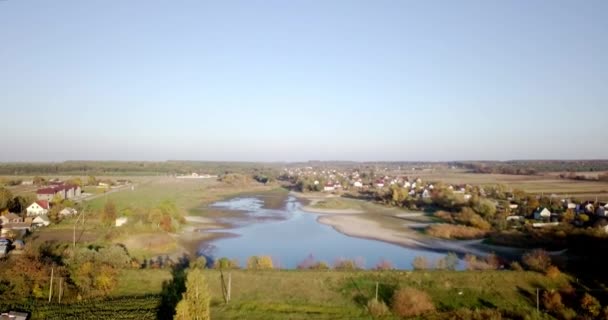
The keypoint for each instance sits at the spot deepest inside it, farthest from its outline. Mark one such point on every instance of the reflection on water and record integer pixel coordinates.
(298, 235)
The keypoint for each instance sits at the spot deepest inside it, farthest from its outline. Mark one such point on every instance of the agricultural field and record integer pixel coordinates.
(279, 294)
(536, 184)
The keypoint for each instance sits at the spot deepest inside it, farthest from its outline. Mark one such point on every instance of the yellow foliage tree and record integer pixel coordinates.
(195, 301)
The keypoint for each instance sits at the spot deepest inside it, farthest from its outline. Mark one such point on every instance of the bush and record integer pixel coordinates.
(259, 263)
(450, 231)
(553, 272)
(420, 263)
(537, 260)
(590, 305)
(225, 263)
(320, 265)
(377, 308)
(410, 302)
(199, 263)
(346, 265)
(515, 266)
(552, 300)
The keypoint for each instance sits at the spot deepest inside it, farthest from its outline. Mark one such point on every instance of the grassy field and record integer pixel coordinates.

(BRIEF) Only the lines from the one containing "tree and record integer pixel coordinates." through the last line of the records should appear, each written out exactly.

(SOLVED EXERCISE)
The keypoint for each instance sits at the spot deepest inside it, farthest from its outline. Mark one such point on every instance of the yellow foliage tree and record integer pixel coordinates.
(195, 301)
The keypoint for each instance sits at the spot deepest inside it, farthest from its outline. Mark one such point on every instance of the bush and record integer pixel coordinates.
(259, 263)
(450, 231)
(553, 272)
(420, 263)
(537, 260)
(590, 305)
(225, 263)
(320, 265)
(377, 308)
(410, 302)
(199, 263)
(346, 265)
(515, 266)
(552, 300)
The keypoint for each instance sits at the spot deepest inside it, farthest from its outline. Mark one such point on every instance of the grassy field and record integer pixel coordinates.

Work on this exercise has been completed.